*** Source material

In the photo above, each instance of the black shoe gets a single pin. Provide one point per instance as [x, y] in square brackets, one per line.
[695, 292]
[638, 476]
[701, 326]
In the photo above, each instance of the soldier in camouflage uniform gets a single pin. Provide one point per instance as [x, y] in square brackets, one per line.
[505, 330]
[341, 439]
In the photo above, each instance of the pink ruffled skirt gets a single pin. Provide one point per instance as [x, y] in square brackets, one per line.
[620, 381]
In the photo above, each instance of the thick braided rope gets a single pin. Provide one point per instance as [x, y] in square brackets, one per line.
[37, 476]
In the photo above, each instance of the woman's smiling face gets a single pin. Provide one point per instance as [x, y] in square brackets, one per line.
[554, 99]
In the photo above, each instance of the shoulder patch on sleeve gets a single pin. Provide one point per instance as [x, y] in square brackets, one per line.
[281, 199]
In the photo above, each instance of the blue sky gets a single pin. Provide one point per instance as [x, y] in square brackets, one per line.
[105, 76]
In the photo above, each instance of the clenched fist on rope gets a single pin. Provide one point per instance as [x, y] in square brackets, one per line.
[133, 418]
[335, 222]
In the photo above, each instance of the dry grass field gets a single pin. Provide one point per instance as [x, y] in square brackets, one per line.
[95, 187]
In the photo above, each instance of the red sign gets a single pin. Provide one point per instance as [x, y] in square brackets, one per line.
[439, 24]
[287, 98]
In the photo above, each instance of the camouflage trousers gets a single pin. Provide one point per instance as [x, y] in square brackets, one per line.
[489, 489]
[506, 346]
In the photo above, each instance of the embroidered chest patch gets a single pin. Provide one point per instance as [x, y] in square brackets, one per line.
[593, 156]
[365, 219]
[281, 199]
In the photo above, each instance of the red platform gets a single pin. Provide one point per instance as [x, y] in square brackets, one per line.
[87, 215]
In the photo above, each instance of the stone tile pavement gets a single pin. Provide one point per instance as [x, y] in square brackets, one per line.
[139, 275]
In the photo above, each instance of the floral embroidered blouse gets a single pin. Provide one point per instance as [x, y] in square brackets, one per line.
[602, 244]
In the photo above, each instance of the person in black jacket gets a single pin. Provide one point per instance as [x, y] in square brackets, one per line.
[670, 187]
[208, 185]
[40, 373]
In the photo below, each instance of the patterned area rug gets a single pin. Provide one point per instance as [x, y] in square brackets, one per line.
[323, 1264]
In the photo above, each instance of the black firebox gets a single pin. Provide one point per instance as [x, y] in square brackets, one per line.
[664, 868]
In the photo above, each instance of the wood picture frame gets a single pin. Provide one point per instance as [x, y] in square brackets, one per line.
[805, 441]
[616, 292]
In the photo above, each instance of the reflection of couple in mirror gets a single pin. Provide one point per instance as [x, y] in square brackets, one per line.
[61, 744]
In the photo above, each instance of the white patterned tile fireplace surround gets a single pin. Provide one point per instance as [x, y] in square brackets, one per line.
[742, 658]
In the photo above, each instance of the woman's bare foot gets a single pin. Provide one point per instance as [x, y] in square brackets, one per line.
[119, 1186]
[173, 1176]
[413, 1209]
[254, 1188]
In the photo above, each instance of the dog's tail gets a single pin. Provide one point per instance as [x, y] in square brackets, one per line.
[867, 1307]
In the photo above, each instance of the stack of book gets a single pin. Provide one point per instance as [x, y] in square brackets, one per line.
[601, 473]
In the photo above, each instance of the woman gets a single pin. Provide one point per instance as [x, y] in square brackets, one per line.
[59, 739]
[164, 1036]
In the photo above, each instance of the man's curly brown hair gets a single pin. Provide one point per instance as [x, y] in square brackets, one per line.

******

Exercise prompt:
Make an exact copy of the records.

Finished task:
In the photo above, each instance of the black shoe gets a single pin. Provide one point per instance as [x, y] in square brackets, one per line.
[695, 292]
[638, 476]
[701, 326]
In the photo above, each instance of the soldier in camouflage uniform gets a single pin. Provide one point per instance as [x, y] in square brackets, one per line.
[505, 330]
[341, 439]
In the photo above, each instance of the pink ruffled skirt gets a single pin. Provide one point per instance as [x, y] in square brackets, one per line.
[620, 381]
In the photo above, each instance of the thick braided rope gets a single pin. Provide one point per instance as [x, y] in square brackets, one per line.
[37, 476]
In the photo above, each instance of the woman's smiling face gets a single pin. Provide one point per instance as [x, y] in square brackets, one per line.
[554, 99]
In the photo above, each instance of the shoulder patch on sleeve gets a single pin. Provide one point per instance as [x, y] in square brackets, one per line.
[281, 199]
In the photo above, each instance of the blue sky gets a single pin. Provide one point per instance as [x, y] in square brackets, one per line.
[105, 76]
In the photo above, each instance of the clenched fist on rope gets a single pin. Provide one point per instance as [x, y] in square brackets, one per line.
[133, 418]
[335, 222]
In the photo above, each instance of the dry grass field gets a single pin. Provide one point per instance as [x, y] in square brackets, one per line.
[95, 187]
In the photo above, each instance of the red sign gets a single pin. Provide one point per instance as [x, y] in square brackets, one per line.
[439, 24]
[287, 98]
In the photo above, each instance of the camouflage trousers gets a single pin. Provide one point per instance as [x, y] in square brackets, one per line.
[489, 489]
[506, 346]
In the photo above, each instance of the embroidered chest patch gets a single pin. Provide one point per instance as [x, y] in square brackets, one per line.
[593, 156]
[365, 219]
[281, 199]
In the photo above, each instance of the red platform gets a single pin. Provide one point per instance as [x, y] in square brackets, one per line.
[87, 215]
In the photo above, each instance of the stone tile pavement gets a single pin. Provide one point per instance as [x, y] in square brackets, one per line.
[139, 275]
In the photo above, each instance of the floral embroidered blouse gets a single pin. Provide one point per instance as [x, y] in square brackets, one per line.
[602, 244]
In the photo above, each instance of the person in black jacket gets a single pin. Provide one point per instance as [x, y] in square brackets, one per line.
[670, 187]
[208, 185]
[40, 373]
In the photo below, each instance of the patterned area rug gets a single pin. Provide one point per instance as [x, y] in square brackets, one per line.
[323, 1264]
In the photo above, each instance of the black firebox gets a single pin. Provide one point per instance as [x, y] in square brackets, one per line.
[664, 868]
In the photo above, each instance of the wood picture frame gets a single pin. Provide one point per instance as [x, y] in square brackets, one per line.
[805, 441]
[616, 292]
In the photo above, each instance of the reflection of couple in mirror gets a single pin. Provide one point per instance as [x, y] in square brackets, one per line.
[61, 744]
In the photo above, each instance of the white patterned tile fireplace surround gets a single pin. Provide one point per instance as [x, y] in square brackets, one per line.
[742, 658]
In the photo above, each instance of the woman's bare foot gets a single pin. Provide one point per instance as [x, y] in square brackets, one per line.
[119, 1186]
[173, 1176]
[413, 1209]
[254, 1188]
In the photo above, each instance of the dog's tail gets a single pin. Provide one point per instance as [x, y] in square brackets, one per line.
[867, 1307]
In the photo above, each instance of the stack of book gets a single pin. Provide one point per instance as [x, y] in square brackets, one per line.
[601, 473]
In the photo above, each instance of the woman gets a single pin. Provide one point per instance as [x, y] in square brackets, one per line.
[59, 739]
[164, 1036]
In the photo above, each instance of the man's curly brown hair gets a single pin. Provide one point per instance as [x, y] in square brackets, one per line.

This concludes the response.